**Written instruction 1:** List every person named in the news article about the Philippine central bank.
**Written instruction 2:** According to the news article about the Philippine central bank, at what level was the benchmark rate held during its last three meetings?

MANILA – The Philippines central bank is on course to cut its key interest rate as inflation cools, and policy easing will be on the table as soon as the May 9 meeting, governor Benjamin Diokno said.
“It’s not a matter of whether we cut, it is when,” Diokno told Bloomberg’s Kathleen Hays in Washington, where officials are gathered for the spring meetings of the World Bank and the International Monetary Fund. “We are considering it. I’m sure that will be in the agenda in the next policy meeting.”
Inflation slowed for a fifth consecutive month to 3.3 percent in March, easing into the central bank’s 2 percent to 4 percent target. Bangko Sentral ng Pilipinas left the benchmark rate unchanged at 4.75 percent at its last three meetings as it waits for inflation to be firmly entrenched in the target range.
The peso fell as much as 0.5 percent against the dollar in early trading before the Holy Week break after Diokno’s comments, halting a two-day rally. It erased the day’s losses to trade 0.1 percent higher at 51.765 at the close in Manila. Alan Cayetano, head of foreign exchange trading at Bank of the Philippine Islands, attributed the peso’s recovery to corporate dollar inflow.

**Record extracts:**
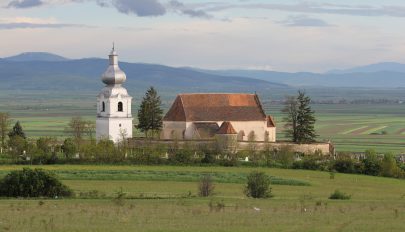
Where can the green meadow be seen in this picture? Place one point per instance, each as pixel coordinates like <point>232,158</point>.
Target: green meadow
<point>351,127</point>
<point>164,198</point>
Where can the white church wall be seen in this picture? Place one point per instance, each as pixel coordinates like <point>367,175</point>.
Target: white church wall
<point>258,127</point>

**Exercise response 1:** Benjamin Diokno, Kathleen Hays, Alan Cayetano

**Exercise response 2:** 4.75 percent